[Extracted text Boundary: Start]
A Stampede of Meatless Products Overrun Grocery Store Meat Cases
The “Beyond Meat” patties that offended Mr. Kendig were made with pea protein, canola oil, coconut oil, potato starch and “natural flavor.” They’re part of a posse of look-alikes invading meat country—from plant-based burgers that ooze “blood” at first bite to chicken strips grown in a tank from poultry cells.
For thousands of years, meat came from slaughtered animals, and milk was squeezed from cows. Tech-style disruptions are now upending supermarket meat cases and turning the stomach of cattle ranchers like Mr. Kendig.
He and other old-school protein purveyors consider the meat section their turf, a private reserve of steaks and chops with one thing in common—a butchered animal carcass.
American cattle ranchers are dismayed to find the meat replacements sold next to the real thing. “Right in our beef case,” grumbled Mr. Kendig, who raises about 300 cattle near Osborne, Kan.
[Extracted text Boundary: End]
What this exercise asks |
[A] In the article on meatless products in grocery meat cases, about how many cattle does Mr. Kendig raise near Osborne, Kan.?
[B] Carry on the article about meatless products in grocery store meat cases, picking up after its final sentence.
[Provided information Boundary: Start]
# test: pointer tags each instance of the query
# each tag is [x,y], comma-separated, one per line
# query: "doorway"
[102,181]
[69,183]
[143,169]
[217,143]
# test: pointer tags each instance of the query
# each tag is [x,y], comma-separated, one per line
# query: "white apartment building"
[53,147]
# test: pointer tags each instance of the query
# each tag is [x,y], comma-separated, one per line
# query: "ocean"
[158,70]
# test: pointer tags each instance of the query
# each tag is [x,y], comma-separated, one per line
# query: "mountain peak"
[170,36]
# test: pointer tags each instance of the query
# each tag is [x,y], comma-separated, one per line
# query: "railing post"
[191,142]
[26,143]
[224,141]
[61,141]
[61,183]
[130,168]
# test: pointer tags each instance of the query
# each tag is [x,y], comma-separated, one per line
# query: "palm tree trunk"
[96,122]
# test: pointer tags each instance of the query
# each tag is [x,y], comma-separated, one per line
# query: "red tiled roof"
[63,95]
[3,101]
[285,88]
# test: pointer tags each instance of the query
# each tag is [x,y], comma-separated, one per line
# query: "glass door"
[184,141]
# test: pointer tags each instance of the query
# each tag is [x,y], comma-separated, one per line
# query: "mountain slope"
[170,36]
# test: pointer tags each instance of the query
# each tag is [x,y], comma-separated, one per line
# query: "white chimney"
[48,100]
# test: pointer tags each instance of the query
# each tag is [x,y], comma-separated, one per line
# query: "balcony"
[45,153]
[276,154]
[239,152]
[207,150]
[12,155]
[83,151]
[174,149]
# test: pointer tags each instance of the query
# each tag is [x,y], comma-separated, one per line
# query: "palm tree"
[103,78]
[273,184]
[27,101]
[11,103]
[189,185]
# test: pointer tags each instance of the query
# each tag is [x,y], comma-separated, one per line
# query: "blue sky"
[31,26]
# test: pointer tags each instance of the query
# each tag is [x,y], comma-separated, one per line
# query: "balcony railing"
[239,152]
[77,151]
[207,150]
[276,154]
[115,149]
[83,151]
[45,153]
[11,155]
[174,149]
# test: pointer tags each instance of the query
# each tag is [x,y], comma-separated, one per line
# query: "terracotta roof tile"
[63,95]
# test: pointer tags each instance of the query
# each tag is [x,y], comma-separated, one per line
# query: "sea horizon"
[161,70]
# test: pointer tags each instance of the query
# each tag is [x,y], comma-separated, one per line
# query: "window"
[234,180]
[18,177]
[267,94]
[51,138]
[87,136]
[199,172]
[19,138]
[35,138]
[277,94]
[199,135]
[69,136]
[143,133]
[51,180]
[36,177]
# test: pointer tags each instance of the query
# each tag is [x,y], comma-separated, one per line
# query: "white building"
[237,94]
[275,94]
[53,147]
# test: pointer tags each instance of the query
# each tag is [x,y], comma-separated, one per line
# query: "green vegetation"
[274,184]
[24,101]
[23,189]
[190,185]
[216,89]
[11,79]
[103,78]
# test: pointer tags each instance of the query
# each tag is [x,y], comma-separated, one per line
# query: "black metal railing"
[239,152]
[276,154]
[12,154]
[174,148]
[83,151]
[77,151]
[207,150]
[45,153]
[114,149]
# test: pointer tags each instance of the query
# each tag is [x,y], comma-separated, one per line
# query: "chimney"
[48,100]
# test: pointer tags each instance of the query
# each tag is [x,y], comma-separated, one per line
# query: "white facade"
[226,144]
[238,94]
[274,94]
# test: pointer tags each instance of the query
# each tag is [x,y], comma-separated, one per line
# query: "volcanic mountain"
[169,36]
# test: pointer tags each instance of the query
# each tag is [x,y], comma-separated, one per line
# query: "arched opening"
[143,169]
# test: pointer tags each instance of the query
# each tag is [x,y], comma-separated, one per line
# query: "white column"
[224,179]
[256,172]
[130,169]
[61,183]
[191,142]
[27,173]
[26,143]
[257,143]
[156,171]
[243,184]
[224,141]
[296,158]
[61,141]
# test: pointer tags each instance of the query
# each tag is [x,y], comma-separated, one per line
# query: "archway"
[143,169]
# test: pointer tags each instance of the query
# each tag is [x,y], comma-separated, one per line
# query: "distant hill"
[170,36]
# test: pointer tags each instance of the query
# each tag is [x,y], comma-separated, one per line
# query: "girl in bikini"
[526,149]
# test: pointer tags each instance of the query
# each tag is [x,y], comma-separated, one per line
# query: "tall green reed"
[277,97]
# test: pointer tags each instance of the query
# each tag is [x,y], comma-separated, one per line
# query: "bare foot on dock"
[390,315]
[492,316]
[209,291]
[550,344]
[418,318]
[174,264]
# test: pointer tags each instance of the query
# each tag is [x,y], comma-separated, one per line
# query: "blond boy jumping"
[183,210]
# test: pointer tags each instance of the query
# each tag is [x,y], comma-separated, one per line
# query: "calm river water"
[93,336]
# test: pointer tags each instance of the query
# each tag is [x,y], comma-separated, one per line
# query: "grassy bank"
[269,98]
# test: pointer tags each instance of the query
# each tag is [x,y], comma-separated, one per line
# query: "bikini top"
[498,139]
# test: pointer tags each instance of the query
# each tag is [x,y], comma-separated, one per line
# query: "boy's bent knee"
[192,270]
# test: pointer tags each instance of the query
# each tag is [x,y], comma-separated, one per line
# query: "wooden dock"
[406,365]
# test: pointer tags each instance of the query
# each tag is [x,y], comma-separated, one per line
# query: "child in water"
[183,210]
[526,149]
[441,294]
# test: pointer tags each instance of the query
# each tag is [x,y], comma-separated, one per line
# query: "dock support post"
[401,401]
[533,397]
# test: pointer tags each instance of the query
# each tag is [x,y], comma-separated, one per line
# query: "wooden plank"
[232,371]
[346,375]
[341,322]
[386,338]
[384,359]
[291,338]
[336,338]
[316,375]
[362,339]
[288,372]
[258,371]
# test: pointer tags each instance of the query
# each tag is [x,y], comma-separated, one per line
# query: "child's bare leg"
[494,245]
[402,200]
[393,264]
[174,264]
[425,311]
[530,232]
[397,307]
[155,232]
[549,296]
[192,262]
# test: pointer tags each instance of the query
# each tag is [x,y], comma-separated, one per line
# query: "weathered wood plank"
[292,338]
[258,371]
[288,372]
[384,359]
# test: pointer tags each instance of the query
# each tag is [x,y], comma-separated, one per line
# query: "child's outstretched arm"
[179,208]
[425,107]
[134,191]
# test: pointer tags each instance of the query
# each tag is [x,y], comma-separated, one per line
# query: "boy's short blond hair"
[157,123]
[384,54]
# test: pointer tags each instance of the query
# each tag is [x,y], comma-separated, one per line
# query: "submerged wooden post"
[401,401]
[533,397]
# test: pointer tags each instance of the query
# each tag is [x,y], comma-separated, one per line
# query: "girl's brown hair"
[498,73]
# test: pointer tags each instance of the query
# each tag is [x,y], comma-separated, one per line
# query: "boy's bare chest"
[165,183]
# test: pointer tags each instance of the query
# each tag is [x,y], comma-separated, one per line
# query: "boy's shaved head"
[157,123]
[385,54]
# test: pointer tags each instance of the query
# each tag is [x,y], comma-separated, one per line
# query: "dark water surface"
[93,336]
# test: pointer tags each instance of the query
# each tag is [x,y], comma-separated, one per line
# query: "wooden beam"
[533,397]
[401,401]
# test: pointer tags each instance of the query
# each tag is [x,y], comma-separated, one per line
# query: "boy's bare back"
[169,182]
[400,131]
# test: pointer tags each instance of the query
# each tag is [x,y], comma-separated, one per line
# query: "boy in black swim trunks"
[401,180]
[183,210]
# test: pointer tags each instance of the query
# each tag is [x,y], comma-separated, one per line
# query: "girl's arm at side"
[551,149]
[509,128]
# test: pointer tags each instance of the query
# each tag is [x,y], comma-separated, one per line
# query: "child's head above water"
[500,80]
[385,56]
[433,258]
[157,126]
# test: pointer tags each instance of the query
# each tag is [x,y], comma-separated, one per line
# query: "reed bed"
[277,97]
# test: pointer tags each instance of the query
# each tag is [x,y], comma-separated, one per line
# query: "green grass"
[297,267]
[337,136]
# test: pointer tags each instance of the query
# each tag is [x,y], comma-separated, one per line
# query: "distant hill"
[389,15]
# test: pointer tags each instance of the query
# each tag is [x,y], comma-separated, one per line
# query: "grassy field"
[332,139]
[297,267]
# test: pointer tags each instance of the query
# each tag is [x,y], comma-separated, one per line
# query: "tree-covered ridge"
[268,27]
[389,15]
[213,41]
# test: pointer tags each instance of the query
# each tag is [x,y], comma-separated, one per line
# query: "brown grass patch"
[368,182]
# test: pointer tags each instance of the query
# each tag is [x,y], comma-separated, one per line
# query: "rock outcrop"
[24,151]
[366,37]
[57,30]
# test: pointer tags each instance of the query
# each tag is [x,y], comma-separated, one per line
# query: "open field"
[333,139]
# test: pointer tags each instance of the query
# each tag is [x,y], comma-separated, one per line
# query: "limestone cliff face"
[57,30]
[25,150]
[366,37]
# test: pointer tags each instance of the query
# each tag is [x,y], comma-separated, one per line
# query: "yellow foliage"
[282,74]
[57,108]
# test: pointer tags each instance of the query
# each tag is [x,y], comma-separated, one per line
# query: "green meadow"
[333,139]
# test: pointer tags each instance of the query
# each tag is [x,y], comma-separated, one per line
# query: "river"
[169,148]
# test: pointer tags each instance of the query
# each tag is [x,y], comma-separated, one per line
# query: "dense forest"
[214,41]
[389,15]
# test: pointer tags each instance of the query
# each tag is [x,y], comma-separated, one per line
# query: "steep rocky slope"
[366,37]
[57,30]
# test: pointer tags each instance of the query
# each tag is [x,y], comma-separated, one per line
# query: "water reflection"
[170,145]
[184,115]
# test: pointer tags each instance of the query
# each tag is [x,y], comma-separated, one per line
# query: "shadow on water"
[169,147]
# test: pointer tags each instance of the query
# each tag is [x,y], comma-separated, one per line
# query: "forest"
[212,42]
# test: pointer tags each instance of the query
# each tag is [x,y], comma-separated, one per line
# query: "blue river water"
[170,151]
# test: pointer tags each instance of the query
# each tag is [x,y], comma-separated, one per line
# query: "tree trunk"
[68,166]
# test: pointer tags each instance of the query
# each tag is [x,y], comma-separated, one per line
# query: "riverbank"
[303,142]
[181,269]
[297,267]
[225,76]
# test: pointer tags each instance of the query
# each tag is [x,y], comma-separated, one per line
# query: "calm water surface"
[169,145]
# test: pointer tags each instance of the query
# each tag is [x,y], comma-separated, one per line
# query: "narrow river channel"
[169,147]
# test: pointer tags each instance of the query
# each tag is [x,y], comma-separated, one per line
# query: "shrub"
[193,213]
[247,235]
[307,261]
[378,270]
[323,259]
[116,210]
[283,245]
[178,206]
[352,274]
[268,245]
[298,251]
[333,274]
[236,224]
[Provided information Boundary: End]
Answers |
[A] About 300 cattle.

[B]
High-tech startups are building burgers from plant proteins and compounds that grill and taste more like the real thing than old-fashioned veggie burgers.
Other firms are using cell-culture technology to grow animal muscle tissue—otherwise known as meat—in stainless steel bioreactor tanks, similar to the fermentors used to brew beer.
Even dairy cows are feeling the squeeze, with consumer milk sales threatened by an ocean of substitute “milk” made from nuts, peas and oats. The National Milk Producers Federation has protested beverages made from potato, pistachio, duckweed, canary grass seed and other greenery bearing the “milk” moniker.
Cattlemen and dairy farmers are saddling up, and lawyering up, in response. The U.S. Cattlemen’s Association has petitioned the Agriculture Department to bar plant-based products from bearing labels that say “beef” or “meat,” with similar restrictions on meat grown from animal cells. Missouri this month passed a similar law, and the Good Food Institute, which promotes meat alternatives, plans a legal challenge.
Dairy farmers, meantime, are lobbying the Food and Drug Administration, which supervises milk labels. The milk producers federation is pushing a bill, the “Dairy Pride Act,” to enforce rules that the word “milk” on labels only refer to the output of lactating animals.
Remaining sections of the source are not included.